> Task brief:
Write out the whole listing. Leave out nothing.

----------------

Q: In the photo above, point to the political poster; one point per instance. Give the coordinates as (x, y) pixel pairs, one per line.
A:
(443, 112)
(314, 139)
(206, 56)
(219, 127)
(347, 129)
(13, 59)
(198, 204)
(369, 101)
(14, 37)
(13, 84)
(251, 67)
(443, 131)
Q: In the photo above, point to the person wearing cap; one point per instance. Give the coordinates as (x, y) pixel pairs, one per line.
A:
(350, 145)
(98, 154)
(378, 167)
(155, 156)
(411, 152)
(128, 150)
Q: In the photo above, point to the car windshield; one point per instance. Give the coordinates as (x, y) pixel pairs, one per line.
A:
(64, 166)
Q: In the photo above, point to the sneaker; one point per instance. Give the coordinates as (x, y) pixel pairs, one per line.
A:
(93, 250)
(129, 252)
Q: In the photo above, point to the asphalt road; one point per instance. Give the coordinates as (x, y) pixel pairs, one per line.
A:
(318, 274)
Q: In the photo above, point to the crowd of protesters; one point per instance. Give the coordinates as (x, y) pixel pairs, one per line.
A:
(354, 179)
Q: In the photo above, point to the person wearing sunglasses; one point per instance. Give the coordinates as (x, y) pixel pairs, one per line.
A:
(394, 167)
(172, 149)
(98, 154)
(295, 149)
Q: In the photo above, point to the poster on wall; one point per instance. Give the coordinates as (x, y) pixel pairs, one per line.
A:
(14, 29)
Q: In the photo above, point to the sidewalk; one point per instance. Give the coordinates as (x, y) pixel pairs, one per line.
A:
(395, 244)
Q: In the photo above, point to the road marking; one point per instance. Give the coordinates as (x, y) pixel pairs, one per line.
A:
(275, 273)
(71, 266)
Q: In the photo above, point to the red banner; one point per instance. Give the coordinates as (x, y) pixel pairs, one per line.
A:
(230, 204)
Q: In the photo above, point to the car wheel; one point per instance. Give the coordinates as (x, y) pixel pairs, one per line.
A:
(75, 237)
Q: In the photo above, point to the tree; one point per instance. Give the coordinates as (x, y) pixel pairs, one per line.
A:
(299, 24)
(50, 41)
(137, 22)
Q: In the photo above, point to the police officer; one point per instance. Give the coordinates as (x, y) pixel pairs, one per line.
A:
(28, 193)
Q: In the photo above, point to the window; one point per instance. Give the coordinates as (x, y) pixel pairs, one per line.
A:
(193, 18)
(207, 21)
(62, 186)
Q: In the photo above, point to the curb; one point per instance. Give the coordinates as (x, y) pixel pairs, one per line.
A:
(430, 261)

----------------

> Answer to this task:
Q: In the photo above, point to the political poster; one point per instance. Give the coordinates as (x, y) pixel pairs, one per line.
A:
(443, 112)
(314, 139)
(206, 56)
(219, 127)
(347, 129)
(13, 59)
(198, 204)
(369, 101)
(14, 37)
(13, 84)
(251, 67)
(443, 131)
Q: In the photo above, point to the person wearing cap; one point per instance. Give the coordinates as (x, y) pixel pairs, one per line.
A:
(350, 145)
(98, 154)
(378, 167)
(155, 156)
(411, 152)
(128, 150)
Q: In the photo above, point to the car windshield; one point per instance. Give the coordinates as (x, y) pixel pairs, one per line.
A:
(64, 166)
Q: In the photo above, point to the sneaker; one point per instance. Give the coordinates as (x, y) pixel pairs, one per line.
A:
(93, 250)
(129, 252)
Q: In the photo above, point to the asphalt road; one point per instance. Give the coordinates as (x, y) pixel pairs, one per line.
A:
(318, 274)
Q: In the photo above, point to the crowd of protesters; one point per instance. Give the coordinates as (x, y) pixel pairs, one per line.
A:
(354, 179)
Q: In the photo above, point to the person wearing sunglasses; one point per instance. Give the coordinates as (x, y) pixel pairs, one per line.
A:
(394, 167)
(172, 149)
(98, 154)
(295, 149)
Q: In the photo above, point to the poster on wall; one point per instance. Give the coordinates as (x, y) pixel pairs, one per line.
A:
(14, 29)
Q: In the photo above, point to the sidewalk; one point per instance. Give the coordinates as (x, y) pixel pairs, one per line.
A:
(395, 244)
Q: In the photo above, point to the road marking; one point per instance. Give the coordinates as (x, y) pixel pairs, one per line.
A:
(275, 273)
(71, 266)
Q: In the photo above, point to the red banner; one point per instance. Give the coordinates as (x, y) pixel pairs, one per line.
A:
(230, 204)
Q: In the photo above, point to the car wheel; one point per instance. Give the coordinates as (x, y) pixel pairs, one per line.
A:
(75, 237)
Q: In the photo above, point to the tree; one point per instance. Give the coordinates as (x, y) pixel pairs, one per line.
A:
(299, 24)
(50, 41)
(137, 22)
Q: In the photo above, point to the police officer; one point per instance. Give the coordinates as (x, y) pixel pairs, one per line.
A:
(28, 193)
Q: In the photo above, point to the window; one point per instance. Give the coordinates as (x, y) pixel pairs, one per line.
A:
(193, 18)
(207, 21)
(62, 186)
Q: In the photo above, point to the curb; one point per instance. Give the coordinates as (x, y) pixel pairs, one per line.
A:
(430, 261)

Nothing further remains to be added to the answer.